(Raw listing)

+ + +

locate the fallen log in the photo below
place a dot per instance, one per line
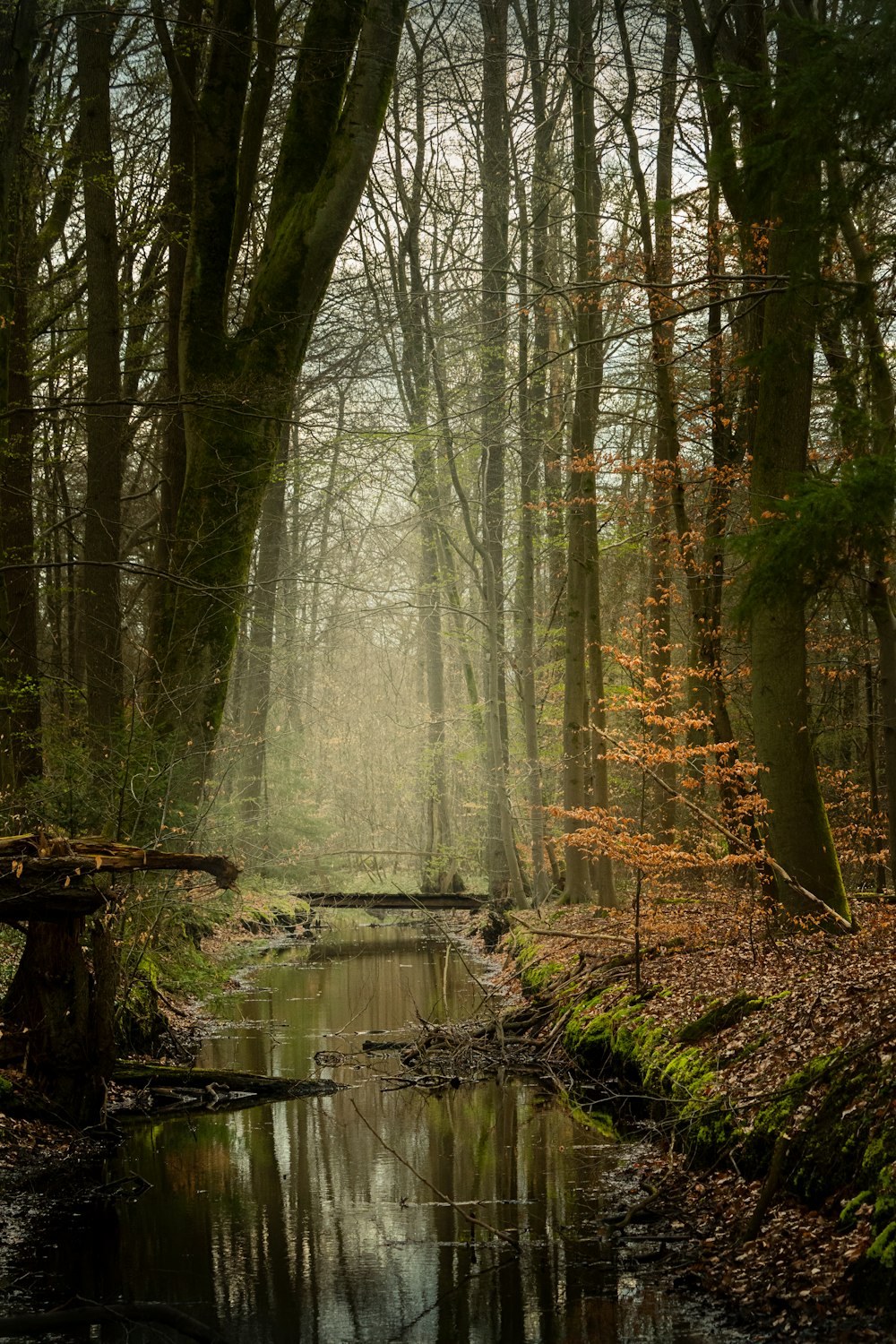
(169, 1088)
(81, 1312)
(51, 878)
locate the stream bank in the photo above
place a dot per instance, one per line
(386, 1210)
(763, 1064)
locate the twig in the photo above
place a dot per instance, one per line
(470, 1218)
(729, 835)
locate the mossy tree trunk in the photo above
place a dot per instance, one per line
(238, 387)
(61, 1004)
(19, 687)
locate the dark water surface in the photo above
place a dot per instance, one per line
(297, 1222)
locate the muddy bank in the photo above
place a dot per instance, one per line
(764, 1066)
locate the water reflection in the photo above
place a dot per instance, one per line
(297, 1222)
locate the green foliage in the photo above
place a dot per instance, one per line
(719, 1015)
(825, 529)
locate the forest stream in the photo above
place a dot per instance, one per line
(301, 1220)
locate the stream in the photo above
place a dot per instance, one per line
(301, 1220)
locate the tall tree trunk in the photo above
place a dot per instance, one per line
(656, 241)
(583, 717)
(493, 336)
(261, 647)
(101, 591)
(533, 422)
(19, 672)
(798, 828)
(238, 389)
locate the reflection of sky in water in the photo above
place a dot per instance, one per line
(295, 1222)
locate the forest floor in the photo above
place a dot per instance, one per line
(793, 1279)
(826, 992)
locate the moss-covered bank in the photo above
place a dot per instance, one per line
(833, 1120)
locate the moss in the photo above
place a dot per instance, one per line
(874, 1281)
(538, 976)
(849, 1212)
(642, 1050)
(720, 1015)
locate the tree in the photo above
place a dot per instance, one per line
(237, 386)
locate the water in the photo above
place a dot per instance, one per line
(303, 1220)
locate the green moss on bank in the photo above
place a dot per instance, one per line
(839, 1112)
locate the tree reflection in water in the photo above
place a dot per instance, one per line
(295, 1223)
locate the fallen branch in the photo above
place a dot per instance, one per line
(96, 1314)
(470, 1218)
(48, 878)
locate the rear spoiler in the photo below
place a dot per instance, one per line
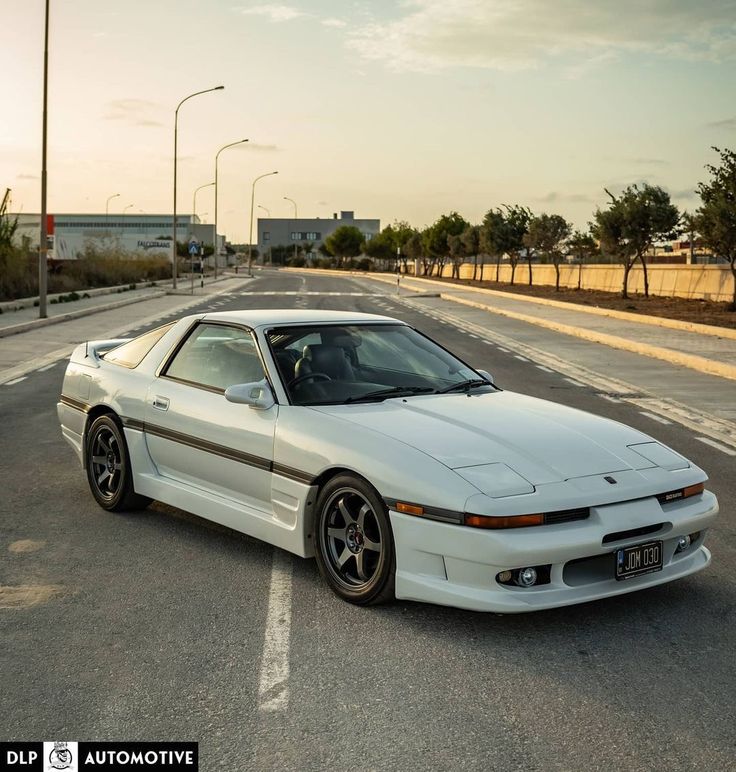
(92, 351)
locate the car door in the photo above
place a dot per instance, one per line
(197, 437)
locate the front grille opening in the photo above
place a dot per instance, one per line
(566, 516)
(632, 533)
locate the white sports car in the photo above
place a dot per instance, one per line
(355, 439)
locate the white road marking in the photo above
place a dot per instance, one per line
(273, 688)
(717, 446)
(655, 417)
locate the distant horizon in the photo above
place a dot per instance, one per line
(397, 111)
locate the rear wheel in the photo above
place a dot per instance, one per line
(354, 544)
(108, 467)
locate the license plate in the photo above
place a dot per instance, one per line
(639, 559)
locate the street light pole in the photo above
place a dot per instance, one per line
(217, 155)
(43, 247)
(296, 217)
(107, 205)
(176, 131)
(250, 237)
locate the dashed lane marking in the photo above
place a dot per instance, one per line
(657, 418)
(717, 446)
(273, 687)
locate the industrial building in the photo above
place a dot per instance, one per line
(135, 234)
(288, 231)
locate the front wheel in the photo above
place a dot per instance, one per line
(108, 467)
(354, 544)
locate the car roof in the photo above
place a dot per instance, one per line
(267, 317)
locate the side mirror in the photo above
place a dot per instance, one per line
(256, 395)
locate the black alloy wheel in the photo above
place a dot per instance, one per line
(355, 549)
(108, 467)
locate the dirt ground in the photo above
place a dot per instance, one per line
(700, 311)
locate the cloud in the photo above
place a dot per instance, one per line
(729, 124)
(429, 35)
(554, 197)
(648, 161)
(136, 112)
(273, 12)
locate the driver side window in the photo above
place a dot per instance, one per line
(215, 357)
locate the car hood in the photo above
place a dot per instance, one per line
(542, 441)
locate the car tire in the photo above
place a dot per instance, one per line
(354, 543)
(108, 467)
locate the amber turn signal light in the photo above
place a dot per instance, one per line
(693, 490)
(409, 509)
(514, 521)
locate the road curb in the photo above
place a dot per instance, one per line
(701, 364)
(627, 316)
(15, 329)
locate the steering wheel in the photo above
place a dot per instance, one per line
(309, 376)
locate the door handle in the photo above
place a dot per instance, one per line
(161, 403)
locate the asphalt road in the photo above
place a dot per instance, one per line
(150, 626)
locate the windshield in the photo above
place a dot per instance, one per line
(331, 364)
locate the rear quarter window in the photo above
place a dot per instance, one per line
(132, 353)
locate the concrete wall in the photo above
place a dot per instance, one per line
(708, 282)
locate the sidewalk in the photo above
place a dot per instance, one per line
(24, 319)
(46, 341)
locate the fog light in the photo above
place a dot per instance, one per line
(683, 543)
(527, 577)
(504, 577)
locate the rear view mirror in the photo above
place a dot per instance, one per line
(256, 395)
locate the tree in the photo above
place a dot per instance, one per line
(457, 253)
(345, 241)
(413, 246)
(582, 246)
(471, 244)
(434, 238)
(502, 233)
(632, 223)
(547, 234)
(716, 217)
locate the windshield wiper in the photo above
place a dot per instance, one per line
(394, 391)
(471, 383)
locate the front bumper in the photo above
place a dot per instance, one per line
(455, 565)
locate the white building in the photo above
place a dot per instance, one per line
(135, 234)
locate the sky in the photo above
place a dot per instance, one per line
(396, 110)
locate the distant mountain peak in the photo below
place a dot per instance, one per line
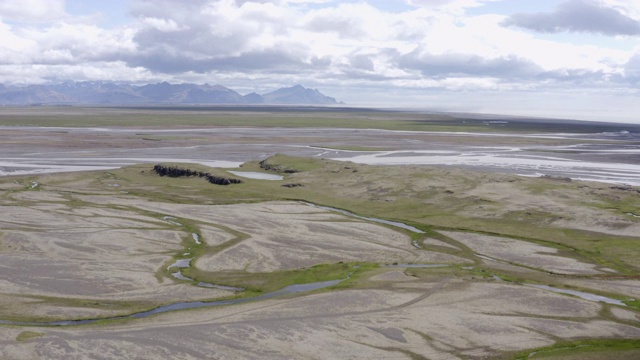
(107, 92)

+ + +

-- WHAT NEEDS TO BE DONE --
Repeat every line of the listing above word for word, leaving out the pictures.

-- ANSWER TO THE EXERCISE --
locate the fallen log in the photo below
place a dot per instance, one per line
(169, 1088)
(81, 1312)
(51, 878)
locate the stream bank in the photo above
place a dot per instance, one per line
(386, 1210)
(763, 1064)
locate the twig in the photo above
place a dot per instance, one per line
(470, 1218)
(729, 835)
locate the mossy tree trunk in the photo above
place a dot per instance, one per line
(238, 387)
(61, 1004)
(19, 687)
locate the dark water surface in the photo above
place a dot per instance, one per line
(297, 1222)
locate the muddy bank in the photo above
place a dot per instance, one per line
(764, 1066)
locate the water reflection in the photo above
place a dot per instance, one per line
(297, 1222)
locate the green foliage in the photo above
place a dot per instance, one per line
(719, 1015)
(825, 529)
locate the forest stream in the photo above
place a dot per instance, one per line
(301, 1220)
locate the stream in the photo above
place a dot per instance, one per line
(301, 1220)
locate the tall tree trunk in the photo above
place a dot per instance, one per line
(656, 241)
(583, 717)
(493, 336)
(261, 647)
(101, 591)
(533, 422)
(19, 672)
(798, 828)
(238, 389)
locate the reflection of sky in water in the photo above
place a dot per instance, one per line
(295, 1222)
locate the forest floor in the photo above
place a dot per instance, one per line
(793, 1279)
(826, 992)
locate the moss-covered bank in the photo above
place a dot per instance, one per line
(833, 1120)
locate the moss in the photo above
place a dot per instance, one per line
(874, 1281)
(538, 976)
(849, 1212)
(642, 1050)
(720, 1015)
locate the tree in the photo above
place a dot per instance, one per line
(237, 386)
locate the water in the photo above
place a dot per instance, one per line
(303, 1220)
locate the green moss on bank in the photo above
place a dot per instance, one per line
(839, 1112)
locate the tree reflection in water in the photo above
place a dot per instance, one per line
(295, 1223)
locate the fallen branch in the photo above
place a dot per instance, one per line
(96, 1314)
(470, 1218)
(48, 878)
locate the rear spoiler in the photo below
place a dot per instance, one per line
(92, 351)
locate the car door in the photo above
place a dot per instance, one per line
(197, 437)
locate the front grille opening in the photo above
place a dot per instance, one per line
(566, 516)
(632, 533)
locate the white sports car in the photo above
place a dot per instance, one per line
(355, 439)
locate the white road marking in the photo above
place a dot per instance, one per line
(273, 688)
(717, 446)
(655, 417)
locate the distant horizon in the photo above
place a dot per instance, one per line
(397, 111)
locate the rear wheel in the photo above
place a dot per instance, one per line
(354, 544)
(108, 467)
locate the license plate in the photo above
place a dot per instance, one per line
(639, 559)
locate the street light pole in the photo above
place a dot per instance, one per line
(217, 155)
(43, 247)
(296, 217)
(107, 205)
(176, 131)
(250, 237)
locate the dashed lane marking in the photo above
place a dot per instance, one per line
(657, 418)
(717, 446)
(273, 687)
locate the industrial building in the photo above
place a dot per instance, one per line
(135, 234)
(288, 231)
locate the front wheel in the photo above
place a dot per instance, one per line
(108, 467)
(354, 544)
locate the car roof in the photo above
place a dot per instance, one per line
(267, 317)
locate the side mirror in the photo above
place a dot per instance, one per line
(256, 395)
locate the black alloy wheel in the photo above
place a dot per instance, one per line
(355, 549)
(108, 467)
locate the dirt ground in the photo above
place a dot per instance, one per line
(700, 311)
locate the cloud in the photo above
place a dot per instance, one per line
(729, 124)
(429, 35)
(554, 197)
(648, 161)
(136, 112)
(273, 12)
locate the driver side window in the photo above
place a dot per instance, one per line
(215, 357)
locate the car hood in the photo above
place a dot per instance, one per line
(542, 441)
locate the car tire in the photo above
place a dot per instance, one per line
(354, 543)
(108, 467)
locate the amber turn signal light in the photo above
place a dot per instance, one per line
(693, 490)
(409, 509)
(514, 521)
locate the road curb in the photo above
place a dot per instance, one per line
(701, 364)
(627, 316)
(15, 329)
locate the steering wheel in the photo above
place a dot per instance, one per line
(309, 376)
locate the door handle in the photo above
place a dot per instance, one per line
(161, 403)
locate the asphalt road in the photo above
place a dot per instance, one per line
(150, 626)
locate the windshield in the photo above
place a dot per instance, one per line
(331, 364)
locate the rear quarter window in the photo above
place a dot per instance, one per line
(132, 353)
locate the concrete wall in the photo above
place a dot per instance, one per line
(708, 282)
locate the sidewalk in the photo above
place a dot per instance, one per line
(24, 319)
(46, 341)
locate the fog light in the photo above
place a dot per instance, one per line
(683, 543)
(527, 577)
(504, 577)
locate the rear view mirror in the photo above
place a dot per instance, one per line
(256, 395)
locate the tree in the photo above
place a dot per instance, one per line
(457, 253)
(345, 241)
(413, 246)
(582, 246)
(471, 244)
(434, 238)
(502, 233)
(632, 223)
(547, 234)
(716, 217)
locate the windshield wiper in the photo above
place a dot per instance, one per line
(394, 391)
(471, 383)
locate the front bumper in the photo above
place a dot per instance, one per line
(455, 565)
locate the white building in the photo above
place a dot per instance, one per line
(135, 234)
locate the sky in the photo above
place a dot per instance, one per line
(396, 110)
locate the distant mountain peak in the photo below
place a dot per instance, one per line
(107, 92)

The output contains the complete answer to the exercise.